What needs to be done:
Lines to restate from the data below: from the one containing "Target: rear side window" to the one containing "Target: gravel ground", both included. Give them again exactly, and only them.
——
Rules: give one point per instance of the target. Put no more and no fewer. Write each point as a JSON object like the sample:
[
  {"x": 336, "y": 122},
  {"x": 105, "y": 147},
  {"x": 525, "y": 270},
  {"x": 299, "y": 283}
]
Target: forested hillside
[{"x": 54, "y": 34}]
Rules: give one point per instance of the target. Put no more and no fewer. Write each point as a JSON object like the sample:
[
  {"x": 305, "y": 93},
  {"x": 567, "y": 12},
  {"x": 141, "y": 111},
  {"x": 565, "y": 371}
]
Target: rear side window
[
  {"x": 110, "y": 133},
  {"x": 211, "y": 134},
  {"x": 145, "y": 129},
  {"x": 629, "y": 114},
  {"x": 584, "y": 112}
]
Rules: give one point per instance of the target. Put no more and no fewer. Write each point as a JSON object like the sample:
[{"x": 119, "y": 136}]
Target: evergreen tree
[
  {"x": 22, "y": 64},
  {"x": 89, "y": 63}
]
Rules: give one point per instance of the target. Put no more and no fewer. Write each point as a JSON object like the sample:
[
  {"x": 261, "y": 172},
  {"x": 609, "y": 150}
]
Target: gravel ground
——
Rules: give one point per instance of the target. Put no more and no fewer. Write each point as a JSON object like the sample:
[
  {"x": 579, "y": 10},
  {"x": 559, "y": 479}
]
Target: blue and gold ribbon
——
Problem solution:
Target: rear side window
[
  {"x": 110, "y": 133},
  {"x": 211, "y": 134},
  {"x": 145, "y": 129},
  {"x": 629, "y": 114},
  {"x": 584, "y": 112}
]
Rules: give one point per instance of the target. Put no more and no fewer. Write each point as a JSON object like the sample:
[{"x": 119, "y": 136}]
Target: evergreen tree
[
  {"x": 22, "y": 64},
  {"x": 89, "y": 63}
]
Rules: give one point per instance of the target. Put no more and no fewer. Write each point as a JSON object like the sample:
[
  {"x": 261, "y": 172},
  {"x": 609, "y": 150}
]
Target: gravel ground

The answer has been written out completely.